In the excerpt about Bensley, what is the title of the series he filmed for Netflix?

### EXCERPTED TEXT
>>>>>

In many parts of the world, volume rules. But in emerging Southeast Asian destinations, he has the flexibility to think small, and with greater impact. “One of my mantras is to build with minimal intervention to a natural site. I love the idea that the Capella, in essence, disappears into the forest as it is integrated. Bali is so very overbuilt now, and the last thing she needs is another in-your-face multi-storied brick monstrosity,” he laments.
Capella Ubud represents a homecoming for him since Bali was where he began his professional career in the ‘80s. “By way of her example, [Bali] has taught me to dig deep in other parts of the world to understand what is unique about their built environment,” says the self-proclaimed "Bali-ophile" who studies the history of forms and schemes on how to fight globalism. “To be an archeologist of lost architectural techniques is valuable and makes our projects richer.”
He’s spent this year also filming a series, Escapism (sharing its title with his coffee table book), for Netflix. Each episode features a lost craft or craftsman. For Bali, he highlights the traditional Kamasan painters who use a limited palette of natural dyes and a flat, two-dimensional format for paintings that were used for storytelling.
The curiosity evident in the series is what drove Bensley—alongside with a desire to alleviate some of its extreme poverty—to Cambodia, where he recently opened Shinta Mani Angkor – Bensley Collection. “First we sent secondhand clothes, then we bought a secondhand van to get kids from the villages to the free children’s hospital—for some of them it was the first time they experienced AC and a cushioned seat,” he says. For adventurers, travel to Cambodia now “is the right thing to do, in that the place is fascinating well beyond the temples. It’s the poorest country in Southeast Asia, and they need a helping hand.”

<<<<<

### RECORDED DATA
>>>>>

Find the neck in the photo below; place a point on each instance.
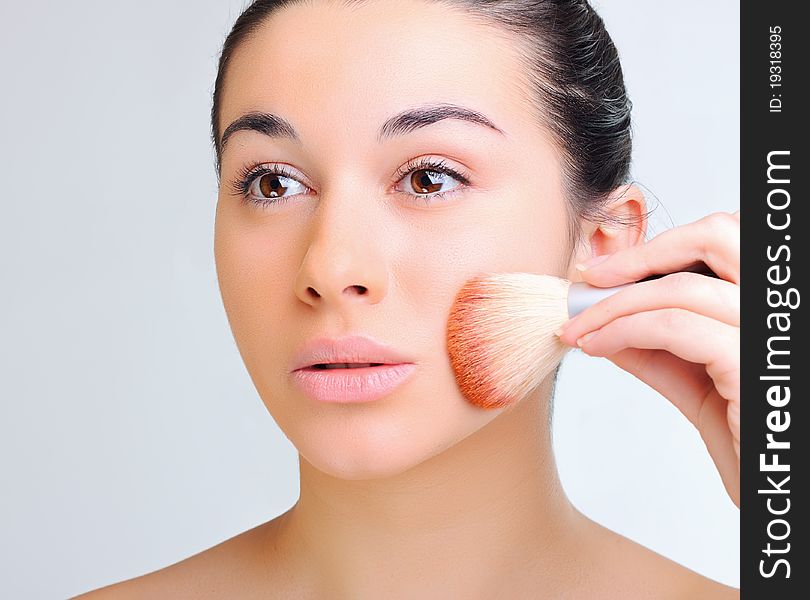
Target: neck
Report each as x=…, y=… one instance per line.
x=480, y=511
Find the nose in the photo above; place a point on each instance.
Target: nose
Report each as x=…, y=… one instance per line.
x=345, y=259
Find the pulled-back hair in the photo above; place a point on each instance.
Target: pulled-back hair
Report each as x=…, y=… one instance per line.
x=574, y=75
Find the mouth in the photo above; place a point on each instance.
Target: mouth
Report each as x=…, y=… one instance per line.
x=351, y=382
x=326, y=366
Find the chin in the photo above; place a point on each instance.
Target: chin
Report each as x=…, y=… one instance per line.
x=383, y=439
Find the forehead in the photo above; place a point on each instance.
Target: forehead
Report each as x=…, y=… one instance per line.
x=321, y=62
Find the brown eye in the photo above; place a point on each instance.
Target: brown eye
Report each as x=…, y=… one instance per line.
x=425, y=181
x=274, y=185
x=270, y=186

<<<<<

### RESULT BELOW
Escapism